**** Extract to read ****
Nancy: I think you mentioned once, you even had a Christmas meal, didn’t you, at that time?
Michele: We did! We had a whole Christmas party. This young lady who is such a blessing in our family, she’s just like a daughter to me. My little boy had mentioned that he wanted to do Christmas. It was like the why. He wanted Christmas. So, she shows up with these two giant black trash bags and she goes downstairs in our basement and strings Christmas lights everywhere. Even a disco ball and puts on Christmas music. They had a giant Christmas party downstairs.
Nancy: I think that’s so beautiful. It just inspires us doesn’t it, how when someone’s going through a trial and a difficult time to think of fun things to do. To just lift the spirits of those who are going through. I think that was so beautiful. I think it encourages us. Don’t be boring. Let’s think of fun and exciting things we can do for people when they’re going through these times.
Michele: Oh, absolutely. It was such a blessing. For all the friends who came over and sat on the end of my bed and had tea with me, or brought me healthy, yummy treats, just spent time. The wonderful books that I was given to be able to read during that time. Time went by quickly, believe it or not.
Babies kept on growing and all the issues they were having were improving. Niles was my Baby A that was shrink-wrapped and wasn’t growing. There was a big size difference between the two of them at the beginning of this. He was catching up to his brother. He was growing and catching up.
Nolan’s fluid around his heart and his brain were slowly deteriorating and going away. They were healing inside of me. I felt that too, like God’s healing hand was upon me and these precious babies. Passed that 28-week mark and just kept on going.
One of the doctors I had to see on a regular basis was the fetal heart doctor. He would look at their hearts, because with the twin-to-twin, Nolan had the distressed heart. It was enlarged. Niles’ heart was weak. But he found a heart defect in Niles, my Baby A, my little baby.
**** Data extracts ****
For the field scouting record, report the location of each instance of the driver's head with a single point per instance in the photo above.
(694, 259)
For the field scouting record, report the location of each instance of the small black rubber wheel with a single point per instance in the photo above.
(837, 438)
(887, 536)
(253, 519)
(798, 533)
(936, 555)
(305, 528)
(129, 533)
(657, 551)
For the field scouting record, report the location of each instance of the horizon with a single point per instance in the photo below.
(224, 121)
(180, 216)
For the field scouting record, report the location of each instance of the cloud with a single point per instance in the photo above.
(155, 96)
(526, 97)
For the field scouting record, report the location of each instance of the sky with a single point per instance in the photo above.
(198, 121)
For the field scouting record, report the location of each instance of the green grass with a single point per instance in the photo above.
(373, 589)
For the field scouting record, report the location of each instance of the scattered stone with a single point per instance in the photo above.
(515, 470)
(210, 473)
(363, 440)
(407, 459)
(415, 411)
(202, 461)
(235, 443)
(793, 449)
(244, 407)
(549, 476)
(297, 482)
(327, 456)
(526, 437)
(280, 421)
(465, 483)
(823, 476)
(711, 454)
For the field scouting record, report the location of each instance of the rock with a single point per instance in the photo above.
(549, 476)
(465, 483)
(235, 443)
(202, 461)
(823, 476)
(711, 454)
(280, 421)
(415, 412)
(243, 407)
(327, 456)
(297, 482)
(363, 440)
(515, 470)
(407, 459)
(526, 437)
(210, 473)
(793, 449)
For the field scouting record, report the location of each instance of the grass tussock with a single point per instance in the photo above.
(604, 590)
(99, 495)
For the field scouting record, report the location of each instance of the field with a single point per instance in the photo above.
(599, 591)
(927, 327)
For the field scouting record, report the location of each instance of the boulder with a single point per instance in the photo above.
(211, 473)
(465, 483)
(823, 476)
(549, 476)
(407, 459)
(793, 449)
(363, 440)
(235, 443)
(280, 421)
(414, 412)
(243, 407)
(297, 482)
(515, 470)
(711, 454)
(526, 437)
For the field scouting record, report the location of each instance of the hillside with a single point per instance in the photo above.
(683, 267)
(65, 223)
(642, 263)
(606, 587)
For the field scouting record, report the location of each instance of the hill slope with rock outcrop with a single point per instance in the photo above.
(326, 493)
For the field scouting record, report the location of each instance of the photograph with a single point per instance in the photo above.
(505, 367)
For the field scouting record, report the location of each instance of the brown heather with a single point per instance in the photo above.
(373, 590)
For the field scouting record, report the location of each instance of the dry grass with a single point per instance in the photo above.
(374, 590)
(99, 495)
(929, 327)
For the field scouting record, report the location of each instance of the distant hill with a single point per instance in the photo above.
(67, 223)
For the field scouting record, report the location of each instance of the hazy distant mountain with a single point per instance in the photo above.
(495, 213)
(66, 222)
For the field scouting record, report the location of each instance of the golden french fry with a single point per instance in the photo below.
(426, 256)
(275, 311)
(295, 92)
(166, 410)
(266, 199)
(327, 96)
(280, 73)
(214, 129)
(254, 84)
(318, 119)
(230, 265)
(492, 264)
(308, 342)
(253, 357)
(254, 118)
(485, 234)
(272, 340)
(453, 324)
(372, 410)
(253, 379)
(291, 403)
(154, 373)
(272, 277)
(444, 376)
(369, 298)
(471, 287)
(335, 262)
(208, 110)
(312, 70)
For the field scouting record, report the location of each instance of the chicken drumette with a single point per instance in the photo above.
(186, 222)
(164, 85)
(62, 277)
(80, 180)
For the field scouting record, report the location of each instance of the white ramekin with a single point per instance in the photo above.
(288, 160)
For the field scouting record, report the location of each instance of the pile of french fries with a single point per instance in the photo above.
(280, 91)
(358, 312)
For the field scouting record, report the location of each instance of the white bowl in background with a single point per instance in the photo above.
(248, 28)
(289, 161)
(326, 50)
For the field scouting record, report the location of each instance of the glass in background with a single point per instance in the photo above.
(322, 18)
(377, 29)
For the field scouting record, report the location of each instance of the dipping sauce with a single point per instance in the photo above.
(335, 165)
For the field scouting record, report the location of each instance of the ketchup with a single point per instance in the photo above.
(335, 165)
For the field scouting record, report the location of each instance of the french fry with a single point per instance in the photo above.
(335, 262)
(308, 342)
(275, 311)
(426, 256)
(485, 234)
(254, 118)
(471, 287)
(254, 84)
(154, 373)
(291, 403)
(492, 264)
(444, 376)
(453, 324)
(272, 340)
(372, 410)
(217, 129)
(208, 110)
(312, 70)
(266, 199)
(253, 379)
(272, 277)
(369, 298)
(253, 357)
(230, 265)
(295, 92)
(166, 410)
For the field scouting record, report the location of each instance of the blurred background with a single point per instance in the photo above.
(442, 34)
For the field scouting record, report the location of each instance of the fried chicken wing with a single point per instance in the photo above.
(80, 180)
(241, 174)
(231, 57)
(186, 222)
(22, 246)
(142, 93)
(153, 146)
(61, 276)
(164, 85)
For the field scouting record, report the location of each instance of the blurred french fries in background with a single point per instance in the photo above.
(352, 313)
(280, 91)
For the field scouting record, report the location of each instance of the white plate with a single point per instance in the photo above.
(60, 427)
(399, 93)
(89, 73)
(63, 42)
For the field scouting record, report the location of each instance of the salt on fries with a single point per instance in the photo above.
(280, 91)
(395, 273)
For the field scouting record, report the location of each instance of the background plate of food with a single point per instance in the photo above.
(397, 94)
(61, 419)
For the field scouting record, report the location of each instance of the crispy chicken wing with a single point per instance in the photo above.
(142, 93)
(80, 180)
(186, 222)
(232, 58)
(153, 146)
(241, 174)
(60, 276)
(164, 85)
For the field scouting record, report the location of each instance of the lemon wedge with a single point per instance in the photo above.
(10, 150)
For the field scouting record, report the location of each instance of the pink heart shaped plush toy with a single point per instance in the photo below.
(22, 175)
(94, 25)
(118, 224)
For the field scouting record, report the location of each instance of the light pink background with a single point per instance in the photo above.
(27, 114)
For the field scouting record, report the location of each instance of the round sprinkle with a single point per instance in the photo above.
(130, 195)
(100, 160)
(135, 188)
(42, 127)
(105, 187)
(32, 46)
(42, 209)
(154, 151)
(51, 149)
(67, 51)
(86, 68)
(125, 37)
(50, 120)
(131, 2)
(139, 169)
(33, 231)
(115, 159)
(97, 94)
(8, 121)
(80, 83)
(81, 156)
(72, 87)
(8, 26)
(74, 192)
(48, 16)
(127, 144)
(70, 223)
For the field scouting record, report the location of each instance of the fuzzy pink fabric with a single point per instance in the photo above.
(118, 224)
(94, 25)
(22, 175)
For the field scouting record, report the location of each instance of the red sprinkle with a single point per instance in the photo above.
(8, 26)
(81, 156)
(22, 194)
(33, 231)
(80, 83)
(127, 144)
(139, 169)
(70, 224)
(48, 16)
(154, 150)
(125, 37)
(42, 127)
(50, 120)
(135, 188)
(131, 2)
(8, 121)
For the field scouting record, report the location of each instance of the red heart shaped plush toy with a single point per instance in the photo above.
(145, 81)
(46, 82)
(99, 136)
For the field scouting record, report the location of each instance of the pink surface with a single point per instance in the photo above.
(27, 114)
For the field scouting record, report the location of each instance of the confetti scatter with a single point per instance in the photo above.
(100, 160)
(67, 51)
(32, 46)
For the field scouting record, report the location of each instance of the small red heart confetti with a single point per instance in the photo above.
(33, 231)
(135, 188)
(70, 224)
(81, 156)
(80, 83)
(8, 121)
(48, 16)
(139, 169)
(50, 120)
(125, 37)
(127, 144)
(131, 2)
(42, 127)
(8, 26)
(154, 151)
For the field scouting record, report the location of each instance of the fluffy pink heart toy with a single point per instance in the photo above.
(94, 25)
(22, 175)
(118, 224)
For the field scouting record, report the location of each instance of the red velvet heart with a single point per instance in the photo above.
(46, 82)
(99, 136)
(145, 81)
****
* _Task directions_:
Retype the part of the twin pregnancy conversation from "Nolan’s fluid around" to "my little baby.". This data comes from a separate source.

* _Answer space_:
Nolan’s fluid around his heart and his brain were slowly deteriorating and going away. They were healing inside of me. I felt that too, like God’s healing hand was upon me and these precious babies. Passed that 28-week mark and just kept on going.
One of the doctors I had to see on a regular basis was the fetal heart doctor. He would look at their hearts, because with the twin-to-twin, Nolan had the distressed heart. It was enlarged. Niles’ heart was weak. But he found a heart defect in Niles, my Baby A, my little baby.